▸ **EXERCISE 1**: Turn the records from the line containing "Would you kindly put a point on the sailboat" up to and including the line containing "point(475, 411)" into a Markdown table with columns Row and Line, skipping blank lines. Leave the pictures out of the answer.

▸ **SELECTED EXCERPT**:

York Capital Management LLC
- Company type: Private
- Industry: Investment management
- Genre: Hedge fund
- Founded: September 1991; 34 years ago
- Founder: James Dinan
- Headquarters: 1330 Avenue of the Americas, 20th Floor, New York City, New York, U.S.
- Key people: James Dinan (Chairman and CEO)
- AUM: US$18.5 billion (as of June 30, 2019)
- Number of employees: 67^{[better source needed]} (2025)
- Website: yorkcapital.com

= York Capital Management =

Global hedge fund

York Capital Management (York Capital) is an American investment management company, founded by James Dinan and headquartered in New York City.

==History==
York Capital was founded in September 1991 by James Dinan, who named the firm after York Avenue, the New York City street where he resided at the time. The firm began operations with $3.6 million in assets under management, primarily raised from former colleagues at Donaldson, Lufkin & Jenrette, where Dinan had previously worked as an analyst and banker.

In 1993, Dinan hired Daniel Schwartz, then an investment banker at Morgan Stanley, as York Capital’s first employee. Schwartz later became the firm’s CIO. That same year, Dinan’s flagship fund achieved a 33.8% return, which helped attract institutional investors.

By 2000, York Capital had grown to manage $610 million in AUM. The firm experienced significant volatility in 2002, recording a 7.1% loss — its first annual decline — due to investments in companies later embroiled in accounting scandals, including Tyco International, Adelphia Communications, and WorldCom. Despite the setback, Dinan retained key employees by offering them stakes in the firm’s performance fees, which contributed to a 33.3% rebound in returns by 2003.

In 2006, York Capital entered into an agreement to acquire Psagot Ofek Investment House Ltd., a Tel Aviv-based firm managing more than 50 mutual funds, for approximately $310 million. The transaction, which was scheduled to close in September 2006, marked York Capital’s first major expansion into international markets and aimed to diversify its investment offerings. Psagot Ofek’s operations focused on Israeli financial markets, and the acquisition aligned with York Capital’s broader strategy to establish a global presence, including prior expansions into Europe and planned initiatives in Asia.

▸ **RECORD EXCERPTS**:
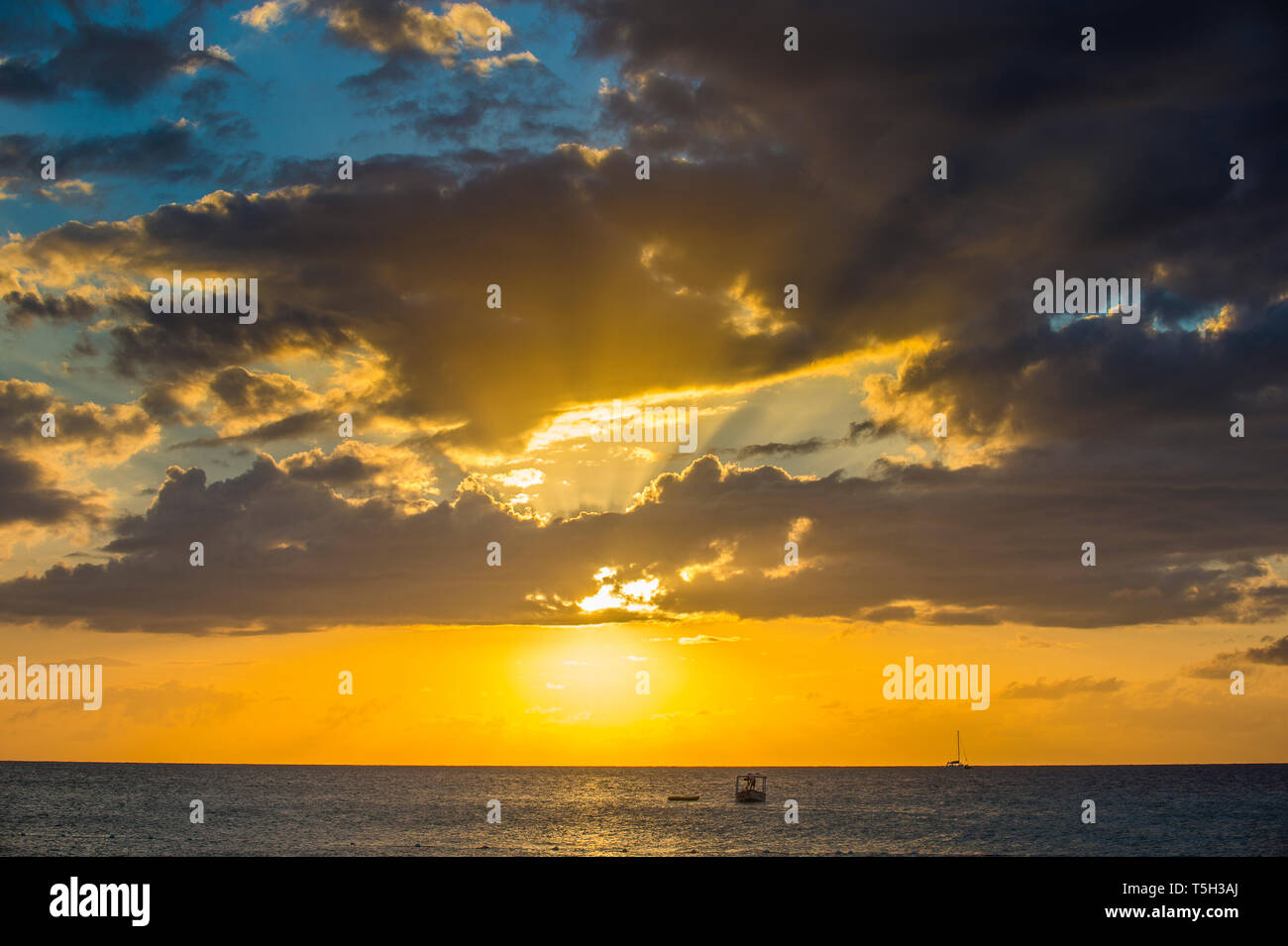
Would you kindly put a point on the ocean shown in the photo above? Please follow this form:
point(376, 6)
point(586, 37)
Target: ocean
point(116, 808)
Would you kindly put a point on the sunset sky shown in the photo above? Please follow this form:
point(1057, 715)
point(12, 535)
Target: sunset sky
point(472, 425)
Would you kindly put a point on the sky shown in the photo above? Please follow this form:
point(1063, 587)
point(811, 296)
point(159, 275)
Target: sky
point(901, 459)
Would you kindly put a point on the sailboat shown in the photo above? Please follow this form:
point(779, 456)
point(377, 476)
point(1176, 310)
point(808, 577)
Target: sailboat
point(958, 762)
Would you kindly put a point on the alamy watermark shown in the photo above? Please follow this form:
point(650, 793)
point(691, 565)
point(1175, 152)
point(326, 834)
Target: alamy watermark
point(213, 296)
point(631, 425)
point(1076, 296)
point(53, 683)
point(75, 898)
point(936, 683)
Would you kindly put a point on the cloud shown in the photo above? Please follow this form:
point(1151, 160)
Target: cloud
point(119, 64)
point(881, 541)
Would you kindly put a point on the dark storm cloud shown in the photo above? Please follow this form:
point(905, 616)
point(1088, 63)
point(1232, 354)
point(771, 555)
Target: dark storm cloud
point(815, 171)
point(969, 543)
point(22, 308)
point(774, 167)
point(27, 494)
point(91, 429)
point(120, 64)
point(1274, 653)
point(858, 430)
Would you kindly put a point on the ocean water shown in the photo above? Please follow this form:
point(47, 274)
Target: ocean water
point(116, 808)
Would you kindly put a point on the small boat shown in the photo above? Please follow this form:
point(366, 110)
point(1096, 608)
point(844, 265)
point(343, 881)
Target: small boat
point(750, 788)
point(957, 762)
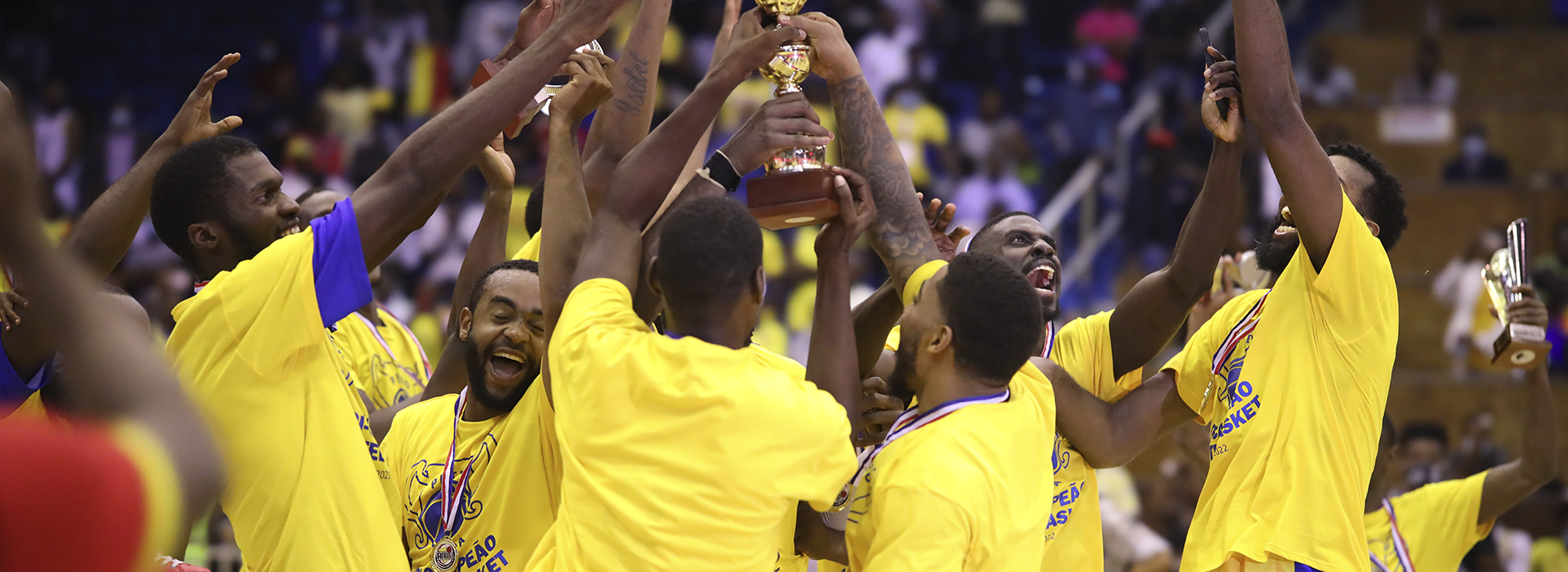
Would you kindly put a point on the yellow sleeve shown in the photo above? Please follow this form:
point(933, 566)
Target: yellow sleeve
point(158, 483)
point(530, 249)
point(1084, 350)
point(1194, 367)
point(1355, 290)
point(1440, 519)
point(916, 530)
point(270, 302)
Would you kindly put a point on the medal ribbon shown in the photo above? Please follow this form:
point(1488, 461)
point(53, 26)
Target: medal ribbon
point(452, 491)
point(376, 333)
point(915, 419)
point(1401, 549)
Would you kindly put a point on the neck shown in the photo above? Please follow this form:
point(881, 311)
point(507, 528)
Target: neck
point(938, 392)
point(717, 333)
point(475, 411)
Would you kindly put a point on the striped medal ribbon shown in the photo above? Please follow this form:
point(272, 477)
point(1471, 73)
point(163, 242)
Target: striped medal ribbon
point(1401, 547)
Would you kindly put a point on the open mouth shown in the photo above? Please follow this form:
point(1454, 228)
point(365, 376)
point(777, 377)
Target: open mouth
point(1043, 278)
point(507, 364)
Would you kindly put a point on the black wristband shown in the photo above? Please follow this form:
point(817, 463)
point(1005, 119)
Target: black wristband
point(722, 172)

▸ **EXERCISE 2**: Name every company that the York Capital text says was later embroiled in accounting scandals.

▸ **FINAL RESULT 1**:
| Row | Line |
|---|---|
| 1 | Would you kindly put a point on the sailboat shown in the photo above? Please follow this form: |
| 2 | point(779, 456) |
| 3 | point(377, 476) |
| 4 | point(1176, 310) |
| 5 | point(808, 577) |
| 6 | Target: sailboat |
| 7 | point(958, 762) |
| 8 | Would you kindly put a point on the alamy watermark shown in the photo above? Please follow this form: |
| 9 | point(650, 793) |
| 10 | point(691, 565) |
| 11 | point(1175, 152) |
| 12 | point(326, 834) |
| 13 | Target: alamy watermark |
| 14 | point(213, 296) |
| 15 | point(631, 425) |
| 16 | point(1076, 296) |
| 17 | point(53, 683) |
| 18 | point(75, 898) |
| 19 | point(936, 683) |
| 20 | Would you kindly put a point on the cloud shown in the photo above? Please follow this form: |
| 21 | point(1151, 160) |
| 22 | Target: cloud |
| 23 | point(119, 64) |
| 24 | point(881, 541) |
| 25 | Would you kindly put a point on the dark storm cloud shown in the photo above? Please follow this form: |
| 26 | point(905, 616) |
| 27 | point(1088, 63) |
| 28 | point(1232, 354) |
| 29 | point(771, 555) |
| 30 | Target: dark storm cloud |
| 31 | point(815, 171) |
| 32 | point(969, 543) |
| 33 | point(22, 308) |
| 34 | point(774, 167) |
| 35 | point(27, 494) |
| 36 | point(91, 429) |
| 37 | point(120, 64) |
| 38 | point(1274, 653) |
| 39 | point(858, 430) |
| 40 | Would you kindly put a point on the ocean water shown in the photo above? Please follow this form: |
| 41 | point(47, 274) |
| 42 | Target: ocean water |
| 43 | point(116, 808) |
| 44 | Would you kindly put a point on the small boat shown in the photo above? Please follow this form: |
| 45 | point(366, 110) |
| 46 | point(1096, 608) |
| 47 | point(844, 265) |
| 48 | point(343, 881) |
| 49 | Target: small boat |
| 50 | point(750, 788) |
| 51 | point(957, 762) |
| 52 | Would you kindly put a point on the yellow sleeve shown in the photo above? Please follow this form: |
| 53 | point(933, 566) |
| 54 | Target: yellow sleeve |
| 55 | point(158, 483) |
| 56 | point(530, 249) |
| 57 | point(1084, 350) |
| 58 | point(1194, 367) |
| 59 | point(1355, 290) |
| 60 | point(1440, 519) |
| 61 | point(916, 530) |
| 62 | point(270, 302) |
| 63 | Would you kindly put a point on the medal ribbon shown in the photo above? Please follow this form: |
| 64 | point(1488, 461) |
| 65 | point(53, 26) |
| 66 | Target: medal ribbon |
| 67 | point(452, 491) |
| 68 | point(376, 333) |
| 69 | point(915, 419) |
| 70 | point(1401, 549) |
| 71 | Would you kindly put a point on the neck shown in the photo above? Please follow this form: |
| 72 | point(881, 311) |
| 73 | point(507, 528) |
| 74 | Target: neck |
| 75 | point(938, 392) |
| 76 | point(717, 333) |
| 77 | point(475, 411) |

▸ **FINAL RESULT 2**: Tyco International, Adelphia Communications, and WorldCom.